═════ Texto de leitura

Eu nunca tive o menor interesse pela política. Na escola, como a maioria dos brasileiros, fui doutrinado a ser de esquerda. Os livros e professores eram todos esquerdistas, e assim aprendi. Sempre pensei, portanto, ser de esquerda, embora nunca tenha elaborado nenhum pensamento crítico a respeito por puro desinteresse. Aprendi o quanto o capitalismo é opressor, e como o comunismo é lindo e ideal, mas difícil de se alcançar, porque a poderosa e malvada burguesia não deixa. Mas para falar a verdade, os ensinamentos da escola nunca fizeram muito sentido.

══════════
═════ Listagem de entrada

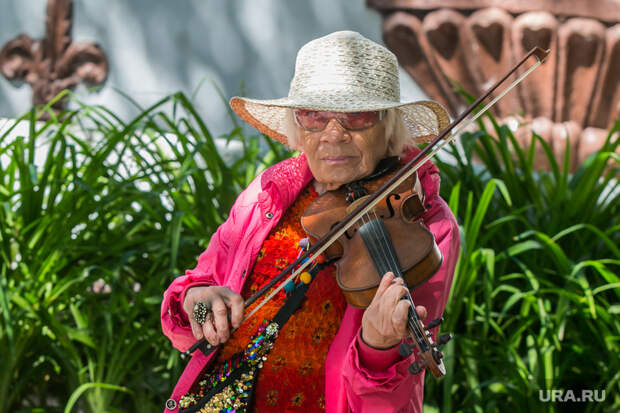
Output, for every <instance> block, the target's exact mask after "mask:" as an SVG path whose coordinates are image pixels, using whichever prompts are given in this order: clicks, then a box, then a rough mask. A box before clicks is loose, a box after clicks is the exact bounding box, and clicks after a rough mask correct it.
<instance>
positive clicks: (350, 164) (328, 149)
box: [297, 118, 388, 190]
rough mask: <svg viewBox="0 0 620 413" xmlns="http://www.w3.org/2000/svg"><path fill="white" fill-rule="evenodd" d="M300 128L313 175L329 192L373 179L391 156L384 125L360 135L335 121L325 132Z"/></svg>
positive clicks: (356, 131)
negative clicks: (339, 188)
mask: <svg viewBox="0 0 620 413" xmlns="http://www.w3.org/2000/svg"><path fill="white" fill-rule="evenodd" d="M297 128H298V132H299V141H300V143H301V149H302V151H303V152H304V153H305V154H306V158H307V159H308V165H309V166H310V171H311V172H312V175H314V178H315V179H316V180H317V181H318V182H320V183H322V184H326V185H327V190H333V189H337V188H338V187H340V186H341V185H344V184H347V183H349V182H352V181H355V180H357V179H360V178H363V177H365V176H367V175H369V174H370V173H371V172H372V171H374V169H375V167H376V166H377V163H378V162H379V161H380V160H381V159H383V158H385V156H386V154H387V146H388V145H387V141H386V139H385V127H384V121H380V122H378V123H376V124H375V125H374V126H372V127H370V128H368V129H364V130H360V131H352V130H347V129H345V128H343V127H342V125H340V123H338V121H337V120H336V119H334V118H332V119H330V120H329V122H328V123H327V125H326V126H325V129H323V130H322V131H318V132H312V131H308V130H305V129H303V128H301V127H300V126H297Z"/></svg>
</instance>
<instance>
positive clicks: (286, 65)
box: [0, 0, 423, 136]
mask: <svg viewBox="0 0 620 413" xmlns="http://www.w3.org/2000/svg"><path fill="white" fill-rule="evenodd" d="M73 3H74V19H73V40H74V41H76V42H86V41H93V42H97V43H99V44H100V45H101V47H102V48H103V49H104V50H105V52H106V54H107V55H108V58H109V61H110V73H109V76H108V79H107V81H106V83H105V85H104V87H103V89H102V90H101V91H99V92H97V93H87V91H86V88H85V87H83V86H82V87H79V88H78V89H77V93H78V95H79V96H80V97H81V98H82V99H83V100H85V101H86V102H88V103H98V104H104V105H106V106H108V107H109V108H111V109H112V110H113V111H114V112H116V113H117V114H119V115H121V116H122V117H125V118H128V117H130V116H132V115H134V114H136V113H137V110H136V109H135V108H134V107H133V106H132V104H131V103H129V102H128V101H127V100H126V99H125V98H124V97H122V96H121V95H120V94H119V93H118V92H117V90H120V91H122V92H124V93H127V94H128V95H130V96H131V97H132V98H134V99H135V100H137V101H138V102H139V103H140V105H142V106H149V105H151V104H152V103H154V102H156V101H157V100H158V99H160V98H162V97H164V96H166V95H168V94H170V93H173V92H175V91H178V90H182V91H184V92H185V93H187V94H188V95H192V93H193V92H194V90H195V89H196V88H197V87H198V85H199V84H200V83H201V81H203V80H206V81H205V82H204V83H203V85H202V87H201V88H200V90H199V91H198V92H197V94H196V99H195V102H196V104H197V107H198V110H199V111H200V114H201V116H203V118H204V119H206V121H207V124H208V126H209V128H210V129H211V132H212V133H213V134H214V135H216V136H217V135H219V134H222V133H225V132H227V131H229V130H230V129H231V121H230V118H229V115H228V113H227V109H226V106H225V104H224V103H223V101H222V99H221V98H220V97H219V96H218V94H217V93H216V91H215V88H214V86H213V85H212V83H211V82H214V83H215V84H217V85H218V87H219V88H220V89H221V90H222V91H223V93H224V95H225V96H226V98H230V97H231V96H233V95H237V94H244V95H246V96H251V97H257V98H275V97H281V96H285V95H286V94H287V93H288V85H289V81H290V79H291V77H292V76H293V70H294V64H295V56H296V53H297V50H298V49H299V48H300V47H301V46H302V45H303V44H304V43H306V42H308V41H309V40H312V39H314V38H316V37H320V36H323V35H325V34H328V33H331V32H333V31H336V30H345V29H346V30H355V31H358V32H360V33H362V34H363V35H364V36H366V37H368V38H370V39H372V40H374V41H377V42H381V18H380V16H379V14H378V13H376V12H375V11H373V10H369V9H367V8H366V6H365V1H364V0H74V2H73ZM45 8H46V0H0V45H4V44H5V43H6V42H7V41H9V40H11V39H13V38H14V37H15V36H17V35H18V34H20V33H25V34H27V35H29V36H30V37H32V38H41V37H42V36H43V35H44V31H45V26H44V18H45ZM16 86H18V87H16ZM401 88H402V92H403V94H404V95H406V96H408V97H412V98H422V97H423V94H422V92H421V91H420V89H419V88H418V87H417V86H416V85H415V84H414V83H413V81H412V80H411V79H410V78H409V77H407V76H406V75H405V76H401ZM30 103H31V89H30V86H29V85H27V84H21V85H17V84H15V83H11V82H9V81H8V80H7V79H6V78H4V77H2V76H0V117H14V116H16V115H18V114H20V113H22V112H24V111H26V110H28V108H29V107H30Z"/></svg>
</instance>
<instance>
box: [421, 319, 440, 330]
mask: <svg viewBox="0 0 620 413" xmlns="http://www.w3.org/2000/svg"><path fill="white" fill-rule="evenodd" d="M441 323H443V317H439V318H436V319H434V320H433V321H431V322H430V323H428V324H427V325H426V326H425V327H424V329H425V330H430V329H431V328H435V327H437V326H438V325H439V324H441Z"/></svg>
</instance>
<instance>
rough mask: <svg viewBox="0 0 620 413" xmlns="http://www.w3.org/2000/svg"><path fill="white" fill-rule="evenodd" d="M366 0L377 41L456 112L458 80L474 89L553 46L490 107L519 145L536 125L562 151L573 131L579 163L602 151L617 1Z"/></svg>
mask: <svg viewBox="0 0 620 413" xmlns="http://www.w3.org/2000/svg"><path fill="white" fill-rule="evenodd" d="M367 4H368V6H370V7H373V8H375V9H378V10H379V11H380V12H381V13H382V14H383V16H384V20H383V40H384V42H385V44H386V45H387V47H388V48H389V49H390V50H392V51H393V52H394V53H395V54H396V56H397V57H398V59H399V63H400V64H401V65H402V66H403V68H404V69H405V70H406V71H407V72H408V73H409V74H410V75H411V76H412V77H413V79H414V80H415V81H416V82H417V83H418V85H420V87H421V88H422V89H423V90H424V91H425V92H426V94H428V95H429V96H430V97H431V98H433V99H435V100H437V101H438V102H440V103H442V104H444V105H445V106H446V107H447V108H448V110H449V111H450V112H451V114H452V115H456V114H458V113H459V112H460V111H462V110H463V108H464V107H465V102H464V100H463V98H462V96H460V95H458V94H457V93H455V91H454V84H455V82H458V83H459V84H461V85H462V86H463V88H464V89H465V90H466V91H468V92H469V93H471V94H473V95H474V96H478V95H480V94H482V92H483V91H484V90H485V89H486V88H487V87H489V86H490V85H492V84H493V83H494V82H495V81H496V80H497V79H498V78H499V76H501V75H502V74H503V73H505V72H507V70H508V68H510V67H512V66H513V65H514V64H516V63H517V61H518V60H519V59H520V58H521V57H522V56H523V55H525V54H526V53H527V51H529V50H530V49H531V48H532V47H533V46H540V47H542V48H544V49H551V54H550V55H549V57H548V58H547V61H546V62H545V64H544V65H542V66H541V67H539V68H538V69H536V71H534V72H533V73H532V74H531V75H530V76H529V77H528V78H527V79H525V80H524V81H523V82H521V84H519V85H518V86H517V89H516V91H511V92H510V93H509V94H507V95H506V96H505V97H504V98H503V99H502V100H500V101H499V102H498V104H497V105H496V106H495V108H494V109H493V111H494V113H495V115H496V116H498V117H500V118H504V121H506V122H507V123H508V124H509V126H510V125H512V127H511V129H513V130H514V131H515V135H516V137H517V138H518V139H519V140H520V141H521V142H522V143H523V144H529V140H530V139H531V132H532V130H534V131H535V132H536V133H538V134H539V135H540V136H541V137H543V138H544V139H545V140H546V141H547V142H549V143H550V145H551V146H552V148H553V150H554V152H555V154H556V156H558V157H559V156H561V155H562V153H563V151H564V148H565V142H566V138H567V137H570V139H571V142H570V145H571V147H572V151H571V152H572V154H573V156H572V158H573V161H574V163H573V168H575V167H576V166H577V165H579V164H580V163H581V162H582V161H583V159H585V157H587V156H588V155H589V154H591V153H592V152H594V151H596V150H597V149H598V148H600V146H601V145H602V144H603V142H604V140H605V138H606V137H607V134H608V130H609V129H610V128H611V127H612V125H613V123H614V122H615V121H616V120H617V119H618V118H619V117H620V70H619V69H618V68H619V67H620V24H618V22H620V0H581V1H575V0H501V1H499V0H367ZM514 78H516V76H515V77H514ZM514 78H513V79H514ZM574 154H577V156H574ZM537 159H544V156H540V157H537ZM558 159H560V160H561V158H558ZM538 166H539V167H545V165H544V164H541V163H539V164H538Z"/></svg>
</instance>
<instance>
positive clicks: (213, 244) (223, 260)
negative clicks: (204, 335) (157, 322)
mask: <svg viewBox="0 0 620 413" xmlns="http://www.w3.org/2000/svg"><path fill="white" fill-rule="evenodd" d="M237 204H238V201H237V202H236V203H235V205H234V206H233V207H232V209H231V211H230V215H229V216H228V219H227V220H226V221H225V222H224V223H223V224H222V225H220V226H219V228H218V229H217V231H216V232H215V233H214V234H213V236H212V237H211V240H210V241H209V246H208V247H207V249H206V250H205V251H204V252H203V253H202V254H200V257H199V258H198V264H197V265H196V268H194V269H193V270H187V271H185V275H182V276H179V277H177V278H175V279H174V280H173V281H172V283H171V284H170V286H169V287H168V289H167V290H166V291H165V292H164V298H163V301H162V304H161V326H162V331H163V333H164V334H165V335H166V336H167V337H168V338H169V339H170V341H172V345H173V346H174V347H175V348H177V349H178V350H180V351H185V350H187V349H188V348H189V347H191V345H192V344H194V342H195V341H196V339H195V338H194V335H193V334H192V330H191V327H190V325H189V320H188V318H187V317H188V316H187V314H186V313H185V310H183V302H184V301H185V294H186V292H187V290H188V289H189V288H191V287H195V286H198V285H225V281H226V280H225V268H228V260H229V259H231V255H232V254H230V252H231V251H232V250H233V249H234V247H235V243H236V240H237V237H239V233H238V231H235V230H234V228H235V218H236V213H237V208H239V207H238V206H237Z"/></svg>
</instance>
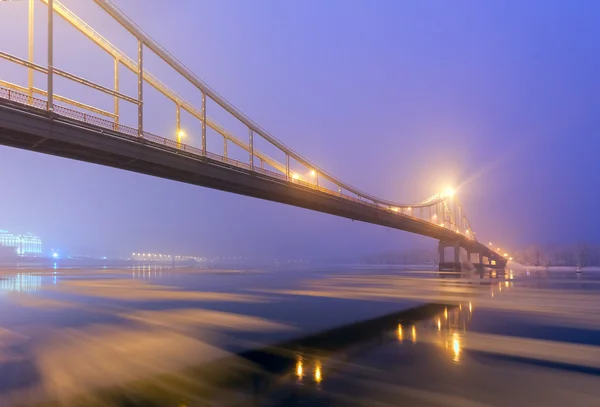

══════════

▸ Ação necessária A
Reproduza o trecho do texto sobre política que vai de "Eu nunca tive" até "fizeram muito sentido.".
▸ Ação necessária B
Transcreva sem alterações o trecho da listagem que vai do início até a linha que contém "positive clicks: (356, 131)", sem incluir as imagens na resposta.
O texto e a listagem não têm relação entre si.

▸ Resposta do exercício A
Eu nunca tive o menor interesse pela política. Na escola, como a maioria dos brasileiros, fui doutrinado a ser de esquerda. Os livros e professores eram todos esquerdistas, e assim aprendi. Sempre pensei, portanto, ser de esquerda, embora nunca tenha elaborado nenhum pensamento crítico a respeito por puro desinteresse. Aprendi o quanto o capitalismo é opressor, e como o comunismo é lindo e ideal, mas difícil de se alcançar, porque a poderosa e malvada burguesia não deixa. Mas para falar a verdade, os ensinamentos da escola nunca fizeram muito sentido.

▸ Resposta do exercício B
Output, for every <instance> block, the target's exact mask after "mask:" as an SVG path whose coordinates are image pixels, using whichever prompts are given in this order: clicks, then a box, then a rough mask. A box before clicks is loose, a box after clicks is the exact bounding box, and clicks after a rough mask correct it.
<instance>
positive clicks: (350, 164) (328, 149)
box: [297, 118, 388, 190]
rough mask: <svg viewBox="0 0 620 413" xmlns="http://www.w3.org/2000/svg"><path fill="white" fill-rule="evenodd" d="M300 128L313 175L329 192L373 179L391 156L384 125L360 135L335 121L325 132Z"/></svg>
positive clicks: (356, 131)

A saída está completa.